◆ **TASK**: Quote the records below word for word, leaving out the pictures.

= = =

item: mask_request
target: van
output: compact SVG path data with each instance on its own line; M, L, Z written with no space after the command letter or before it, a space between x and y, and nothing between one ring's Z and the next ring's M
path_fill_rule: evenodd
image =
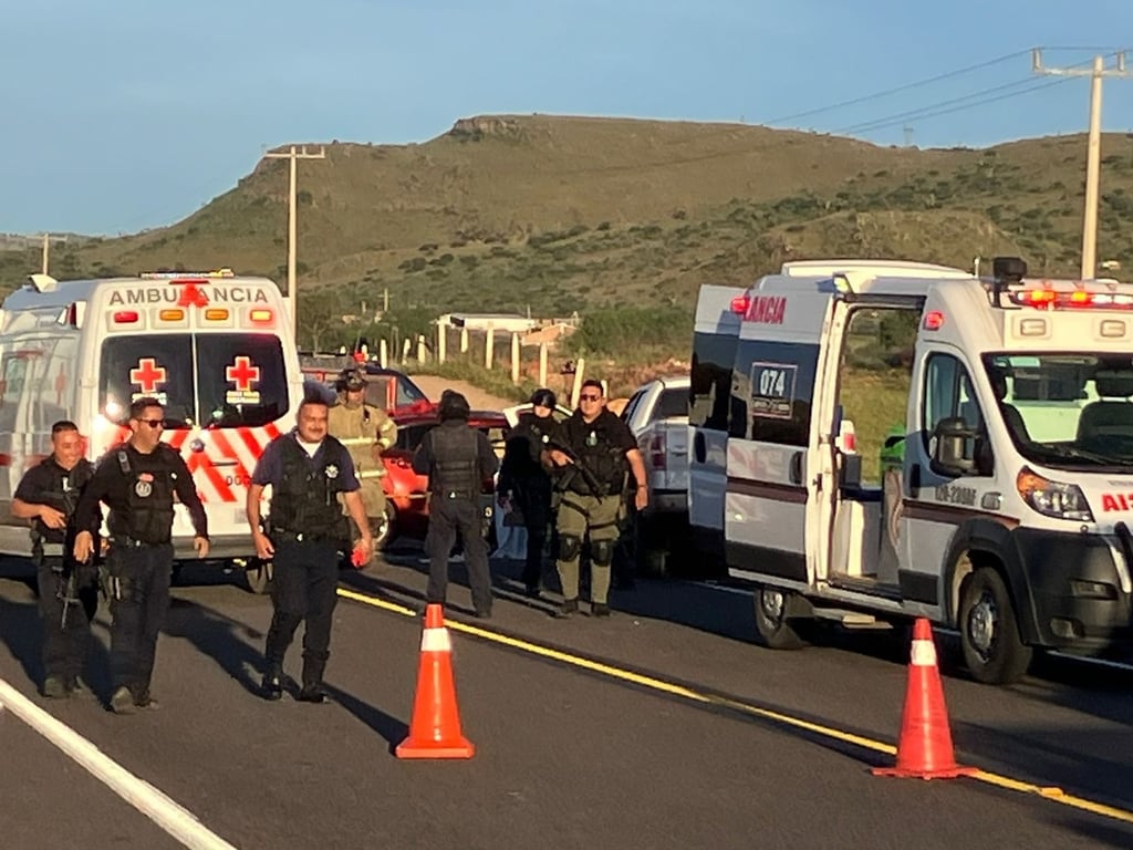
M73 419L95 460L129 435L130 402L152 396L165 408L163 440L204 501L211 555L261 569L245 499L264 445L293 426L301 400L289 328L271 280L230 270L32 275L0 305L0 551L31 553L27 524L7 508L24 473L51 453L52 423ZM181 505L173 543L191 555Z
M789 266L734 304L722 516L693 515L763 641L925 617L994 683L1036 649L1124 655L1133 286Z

= = =

◆ **EXERCISE RESULT**:
item: mask_request
target: van
output: compact SVG path data with each instance on its own line; M, L, Z written with no space after the command letter or before it, a space between x and y, and nothing between one ring's Z and the next ring's M
path_fill_rule: evenodd
image =
M73 419L95 460L129 435L130 402L152 396L165 408L163 440L204 501L211 555L261 569L245 499L264 445L293 426L301 400L289 328L271 280L230 270L32 275L0 305L0 551L31 553L27 524L7 508L24 473L51 453L52 423ZM181 505L173 543L191 555Z
M789 266L734 304L722 516L693 515L763 641L925 617L994 683L1036 649L1124 655L1133 286Z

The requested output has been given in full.